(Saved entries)
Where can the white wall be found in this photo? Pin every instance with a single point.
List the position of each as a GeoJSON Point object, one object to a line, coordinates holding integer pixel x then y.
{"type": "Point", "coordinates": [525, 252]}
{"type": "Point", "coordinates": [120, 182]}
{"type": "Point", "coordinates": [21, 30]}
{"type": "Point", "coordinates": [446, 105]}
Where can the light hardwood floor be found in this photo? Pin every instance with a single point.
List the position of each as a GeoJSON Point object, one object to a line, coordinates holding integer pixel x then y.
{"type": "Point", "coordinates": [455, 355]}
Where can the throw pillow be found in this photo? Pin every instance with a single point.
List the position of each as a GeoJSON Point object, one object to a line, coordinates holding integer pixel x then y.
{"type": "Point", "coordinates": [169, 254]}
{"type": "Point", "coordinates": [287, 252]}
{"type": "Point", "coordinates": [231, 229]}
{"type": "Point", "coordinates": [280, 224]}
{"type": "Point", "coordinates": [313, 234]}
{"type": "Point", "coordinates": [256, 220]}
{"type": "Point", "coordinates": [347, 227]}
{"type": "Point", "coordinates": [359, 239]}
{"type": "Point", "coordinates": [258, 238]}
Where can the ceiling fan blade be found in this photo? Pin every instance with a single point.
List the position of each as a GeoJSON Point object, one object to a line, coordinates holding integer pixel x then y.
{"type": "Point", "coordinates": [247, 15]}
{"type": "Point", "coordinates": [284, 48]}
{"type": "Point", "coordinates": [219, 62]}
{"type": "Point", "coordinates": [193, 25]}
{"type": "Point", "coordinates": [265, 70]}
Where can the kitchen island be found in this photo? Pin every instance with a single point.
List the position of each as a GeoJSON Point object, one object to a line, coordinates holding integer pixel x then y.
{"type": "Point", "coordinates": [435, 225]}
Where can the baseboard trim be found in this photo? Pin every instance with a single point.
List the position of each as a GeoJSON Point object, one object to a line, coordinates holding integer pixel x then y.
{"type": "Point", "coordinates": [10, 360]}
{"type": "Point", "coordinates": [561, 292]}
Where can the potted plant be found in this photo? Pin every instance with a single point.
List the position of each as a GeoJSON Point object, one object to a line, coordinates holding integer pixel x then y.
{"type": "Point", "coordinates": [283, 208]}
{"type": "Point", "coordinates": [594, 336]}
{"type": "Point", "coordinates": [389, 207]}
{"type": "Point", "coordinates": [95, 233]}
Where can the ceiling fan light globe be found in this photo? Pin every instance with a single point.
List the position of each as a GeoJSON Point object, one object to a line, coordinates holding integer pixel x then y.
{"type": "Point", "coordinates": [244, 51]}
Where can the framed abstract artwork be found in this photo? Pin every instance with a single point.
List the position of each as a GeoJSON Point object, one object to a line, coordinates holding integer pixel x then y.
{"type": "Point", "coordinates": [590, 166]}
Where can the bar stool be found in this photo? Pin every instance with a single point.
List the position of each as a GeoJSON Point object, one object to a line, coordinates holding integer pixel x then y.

▶ _Short problem_:
Present every line of the records above as a numbered list, leaving out any blank lines.

▶ _Written reply_:
1. Where can the white wall be found in this photo? Pin every instance with a single point.
2. List the position of each as a GeoJSON Point object, one object to a line, coordinates holding integer pixel x then y.
3. {"type": "Point", "coordinates": [525, 252]}
4. {"type": "Point", "coordinates": [120, 182]}
5. {"type": "Point", "coordinates": [21, 30]}
6. {"type": "Point", "coordinates": [446, 105]}
7. Where can the light hardwood floor be found in this photo? Pin every instance with a single point.
8. List the position of each as a GeoJSON Point object, one object to a line, coordinates holding integer pixel x then y.
9. {"type": "Point", "coordinates": [455, 355]}
10. Where can the throw pillow be found in this photo? Pin every instance with a single point.
11. List the position of each as a GeoJSON Point object, one object to a line, coordinates holding integer pixel x then y.
12. {"type": "Point", "coordinates": [169, 254]}
13. {"type": "Point", "coordinates": [287, 252]}
14. {"type": "Point", "coordinates": [231, 229]}
15. {"type": "Point", "coordinates": [280, 224]}
16. {"type": "Point", "coordinates": [313, 234]}
17. {"type": "Point", "coordinates": [256, 220]}
18. {"type": "Point", "coordinates": [347, 227]}
19. {"type": "Point", "coordinates": [359, 239]}
20. {"type": "Point", "coordinates": [258, 238]}
21. Where can the ceiling fan blade be found in this photo? Pin every instance with a single point.
22. List the position of each as a GeoJSON Point object, one object to a line, coordinates holding integer pixel x then y.
23. {"type": "Point", "coordinates": [247, 15]}
24. {"type": "Point", "coordinates": [284, 48]}
25. {"type": "Point", "coordinates": [219, 62]}
26. {"type": "Point", "coordinates": [193, 25]}
27. {"type": "Point", "coordinates": [265, 70]}
28. Where can the kitchen island be found in this photo? Pin every instance with a single point.
29. List the position of each as a GeoJSON Point object, one object to a line, coordinates holding integer pixel x then y.
30. {"type": "Point", "coordinates": [435, 225]}
31. Where can the baseboard trim be found in this photo? Pin every instance with a single point.
32. List the position of each as a GeoJSON Point object, one object to a line, coordinates holding integer pixel x then y.
33. {"type": "Point", "coordinates": [10, 360]}
34. {"type": "Point", "coordinates": [561, 292]}
35. Where can the potted plant be found in this photo? Pin every instance with a single point.
36. List the position of each as a GeoJSON Point object, one object to a line, coordinates holding integer pixel x then y.
37. {"type": "Point", "coordinates": [283, 208]}
38. {"type": "Point", "coordinates": [594, 336]}
39. {"type": "Point", "coordinates": [389, 207]}
40. {"type": "Point", "coordinates": [95, 233]}
41. Where can the ceiling fan light globe be found in this photo? Pin every instance with a single point.
42. List the position of each as a GeoJSON Point object, one object to a line, coordinates holding integer pixel x then y.
43. {"type": "Point", "coordinates": [244, 51]}
44. Where can the framed abstract artwork be found in this photo? Pin every instance with a single point.
45. List the position of each as a GeoJSON Point object, one object to a line, coordinates holding integer pixel x then y.
46. {"type": "Point", "coordinates": [590, 166]}
47. Where can the bar stool be found in this photo? Pin every instance with a single point.
48. List the position of each as a GeoJSON Point object, one object to a line, coordinates holding integer pixel x then y.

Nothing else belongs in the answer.